Point annotation records
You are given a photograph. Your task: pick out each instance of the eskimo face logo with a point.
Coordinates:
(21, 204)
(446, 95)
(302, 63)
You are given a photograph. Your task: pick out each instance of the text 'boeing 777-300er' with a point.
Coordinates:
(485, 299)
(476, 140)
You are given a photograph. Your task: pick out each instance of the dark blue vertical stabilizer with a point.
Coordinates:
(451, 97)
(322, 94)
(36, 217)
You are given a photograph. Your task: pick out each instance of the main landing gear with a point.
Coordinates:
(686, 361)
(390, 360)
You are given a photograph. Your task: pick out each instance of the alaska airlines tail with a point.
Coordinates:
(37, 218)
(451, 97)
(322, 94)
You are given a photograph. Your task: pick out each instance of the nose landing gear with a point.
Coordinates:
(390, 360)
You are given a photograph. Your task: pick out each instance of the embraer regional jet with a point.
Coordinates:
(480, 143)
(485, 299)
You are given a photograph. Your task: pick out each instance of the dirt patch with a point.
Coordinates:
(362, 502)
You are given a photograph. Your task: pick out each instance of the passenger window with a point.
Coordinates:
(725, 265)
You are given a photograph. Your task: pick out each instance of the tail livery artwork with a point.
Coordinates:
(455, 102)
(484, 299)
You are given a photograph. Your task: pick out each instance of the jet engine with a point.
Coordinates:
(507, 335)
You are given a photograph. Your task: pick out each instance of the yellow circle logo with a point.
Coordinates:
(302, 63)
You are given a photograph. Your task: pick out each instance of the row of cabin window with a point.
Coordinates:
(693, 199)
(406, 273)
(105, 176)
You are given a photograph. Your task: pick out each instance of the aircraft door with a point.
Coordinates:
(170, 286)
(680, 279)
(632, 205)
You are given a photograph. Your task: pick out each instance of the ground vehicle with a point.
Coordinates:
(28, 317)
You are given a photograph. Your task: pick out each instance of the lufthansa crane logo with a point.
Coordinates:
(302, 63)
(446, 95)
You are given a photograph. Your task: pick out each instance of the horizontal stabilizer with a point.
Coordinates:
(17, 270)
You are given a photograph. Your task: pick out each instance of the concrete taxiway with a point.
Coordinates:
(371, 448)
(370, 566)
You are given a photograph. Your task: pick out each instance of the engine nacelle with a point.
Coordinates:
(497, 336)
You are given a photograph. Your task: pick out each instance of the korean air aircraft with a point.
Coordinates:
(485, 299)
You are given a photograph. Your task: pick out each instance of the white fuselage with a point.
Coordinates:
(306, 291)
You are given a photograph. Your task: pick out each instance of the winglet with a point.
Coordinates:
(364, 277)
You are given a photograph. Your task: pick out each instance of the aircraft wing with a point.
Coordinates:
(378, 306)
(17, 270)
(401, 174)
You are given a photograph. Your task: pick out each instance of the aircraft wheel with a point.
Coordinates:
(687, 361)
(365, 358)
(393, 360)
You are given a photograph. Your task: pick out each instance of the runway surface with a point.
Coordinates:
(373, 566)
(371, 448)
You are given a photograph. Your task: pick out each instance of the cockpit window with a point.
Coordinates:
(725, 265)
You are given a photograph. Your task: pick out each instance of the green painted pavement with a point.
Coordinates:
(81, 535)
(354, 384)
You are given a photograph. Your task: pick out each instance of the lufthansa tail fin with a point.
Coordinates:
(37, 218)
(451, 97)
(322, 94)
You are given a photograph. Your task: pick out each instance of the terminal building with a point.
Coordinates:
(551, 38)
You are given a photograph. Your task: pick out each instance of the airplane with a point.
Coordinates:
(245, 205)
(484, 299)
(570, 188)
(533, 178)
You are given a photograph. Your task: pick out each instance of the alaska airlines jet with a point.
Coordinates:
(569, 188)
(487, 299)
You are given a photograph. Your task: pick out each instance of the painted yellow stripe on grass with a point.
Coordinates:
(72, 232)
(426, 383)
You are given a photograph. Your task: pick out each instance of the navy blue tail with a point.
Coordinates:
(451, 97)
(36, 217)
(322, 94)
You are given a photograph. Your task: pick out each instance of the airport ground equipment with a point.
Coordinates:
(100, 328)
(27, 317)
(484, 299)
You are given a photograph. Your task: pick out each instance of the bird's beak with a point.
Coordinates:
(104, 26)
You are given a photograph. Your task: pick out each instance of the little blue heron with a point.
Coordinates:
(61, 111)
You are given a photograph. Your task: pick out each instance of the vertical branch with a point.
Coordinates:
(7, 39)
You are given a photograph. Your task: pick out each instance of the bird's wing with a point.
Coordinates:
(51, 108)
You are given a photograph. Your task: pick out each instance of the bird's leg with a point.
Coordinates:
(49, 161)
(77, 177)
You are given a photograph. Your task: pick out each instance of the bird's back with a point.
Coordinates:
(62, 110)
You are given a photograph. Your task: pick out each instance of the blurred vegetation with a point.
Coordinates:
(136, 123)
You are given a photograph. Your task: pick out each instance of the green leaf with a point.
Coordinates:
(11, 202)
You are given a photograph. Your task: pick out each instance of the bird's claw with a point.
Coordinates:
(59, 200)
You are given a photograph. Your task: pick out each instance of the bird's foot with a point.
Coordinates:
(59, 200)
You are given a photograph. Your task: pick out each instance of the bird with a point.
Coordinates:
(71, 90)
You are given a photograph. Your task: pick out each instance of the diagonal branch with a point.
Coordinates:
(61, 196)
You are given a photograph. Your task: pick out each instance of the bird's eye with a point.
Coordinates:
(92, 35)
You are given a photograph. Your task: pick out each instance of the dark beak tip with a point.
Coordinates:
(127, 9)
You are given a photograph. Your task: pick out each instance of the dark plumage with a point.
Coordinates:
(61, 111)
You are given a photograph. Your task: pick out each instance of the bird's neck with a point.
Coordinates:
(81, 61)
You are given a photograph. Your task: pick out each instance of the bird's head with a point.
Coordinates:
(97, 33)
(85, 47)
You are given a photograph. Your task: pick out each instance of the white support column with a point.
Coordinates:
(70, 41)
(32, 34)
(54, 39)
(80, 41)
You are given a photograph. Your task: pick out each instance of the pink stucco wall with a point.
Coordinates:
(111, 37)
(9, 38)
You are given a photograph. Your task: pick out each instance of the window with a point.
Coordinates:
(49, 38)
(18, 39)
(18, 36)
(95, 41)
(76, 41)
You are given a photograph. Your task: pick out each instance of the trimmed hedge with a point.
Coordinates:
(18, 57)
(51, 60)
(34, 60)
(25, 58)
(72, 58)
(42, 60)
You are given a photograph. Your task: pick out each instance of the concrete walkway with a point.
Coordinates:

BRIEF » Repeat, without changes, every line from the one that contains "wall with a point." through the final line of the data.

OUTPUT FOR THIS EXERCISE »
You are given a photograph. Your task: pick out each instance of the pink stucco wall with a point.
Coordinates:
(111, 37)
(9, 38)
You are given a photograph. Your task: pick out each instance of the window with a point.
Coordinates:
(49, 38)
(18, 39)
(18, 36)
(95, 41)
(76, 41)
You are given a photograph. Your task: pick out each instance of the trimmed hedge with a point.
Coordinates:
(18, 57)
(51, 60)
(34, 60)
(25, 58)
(72, 58)
(42, 60)
You are given a photograph. Your task: pick out each instance of the concrete walkway with a point.
Coordinates:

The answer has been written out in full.